§ **BRIEF**
Every line of the records below should be restated exactly.

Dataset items
************
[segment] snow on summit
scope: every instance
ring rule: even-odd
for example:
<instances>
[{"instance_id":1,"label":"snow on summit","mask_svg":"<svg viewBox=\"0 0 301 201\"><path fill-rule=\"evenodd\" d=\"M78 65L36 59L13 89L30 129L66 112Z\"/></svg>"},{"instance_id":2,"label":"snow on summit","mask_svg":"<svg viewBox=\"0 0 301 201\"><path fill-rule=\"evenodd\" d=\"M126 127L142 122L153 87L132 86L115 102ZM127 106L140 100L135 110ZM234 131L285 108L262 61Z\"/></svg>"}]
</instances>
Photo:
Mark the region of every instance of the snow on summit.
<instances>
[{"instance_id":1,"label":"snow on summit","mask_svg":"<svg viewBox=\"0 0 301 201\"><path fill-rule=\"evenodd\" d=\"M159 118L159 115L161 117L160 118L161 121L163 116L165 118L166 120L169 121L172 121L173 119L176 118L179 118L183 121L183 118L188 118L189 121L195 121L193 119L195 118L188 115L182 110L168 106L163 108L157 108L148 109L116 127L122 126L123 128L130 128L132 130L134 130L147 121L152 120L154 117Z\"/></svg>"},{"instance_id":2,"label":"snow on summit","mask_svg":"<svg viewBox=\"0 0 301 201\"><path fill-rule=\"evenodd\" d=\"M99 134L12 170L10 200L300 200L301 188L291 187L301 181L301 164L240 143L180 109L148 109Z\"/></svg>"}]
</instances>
************
§ **WRITTEN ANSWER**
[segment] snow on summit
scope: every instance
ring rule: even-odd
for example:
<instances>
[{"instance_id":1,"label":"snow on summit","mask_svg":"<svg viewBox=\"0 0 301 201\"><path fill-rule=\"evenodd\" d=\"M78 65L36 59L13 89L30 129L66 112Z\"/></svg>"},{"instance_id":2,"label":"snow on summit","mask_svg":"<svg viewBox=\"0 0 301 201\"><path fill-rule=\"evenodd\" d=\"M126 127L142 122L153 87L132 86L115 102ZM127 106L140 100L135 110ZM234 131L285 108L262 61Z\"/></svg>"}]
</instances>
Photo:
Mark the region of every instance of the snow on summit.
<instances>
[{"instance_id":1,"label":"snow on summit","mask_svg":"<svg viewBox=\"0 0 301 201\"><path fill-rule=\"evenodd\" d=\"M159 118L159 115L161 117L160 118L161 121L163 116L165 118L166 120L169 121L172 121L173 119L176 118L179 118L183 121L183 118L188 118L189 121L195 121L193 119L195 118L188 115L182 110L168 106L163 108L157 108L148 109L116 127L122 126L123 128L130 128L132 130L134 130L147 121L152 120L154 117Z\"/></svg>"},{"instance_id":2,"label":"snow on summit","mask_svg":"<svg viewBox=\"0 0 301 201\"><path fill-rule=\"evenodd\" d=\"M99 134L12 170L10 200L300 200L301 188L291 187L301 181L301 164L240 143L180 109L148 109Z\"/></svg>"}]
</instances>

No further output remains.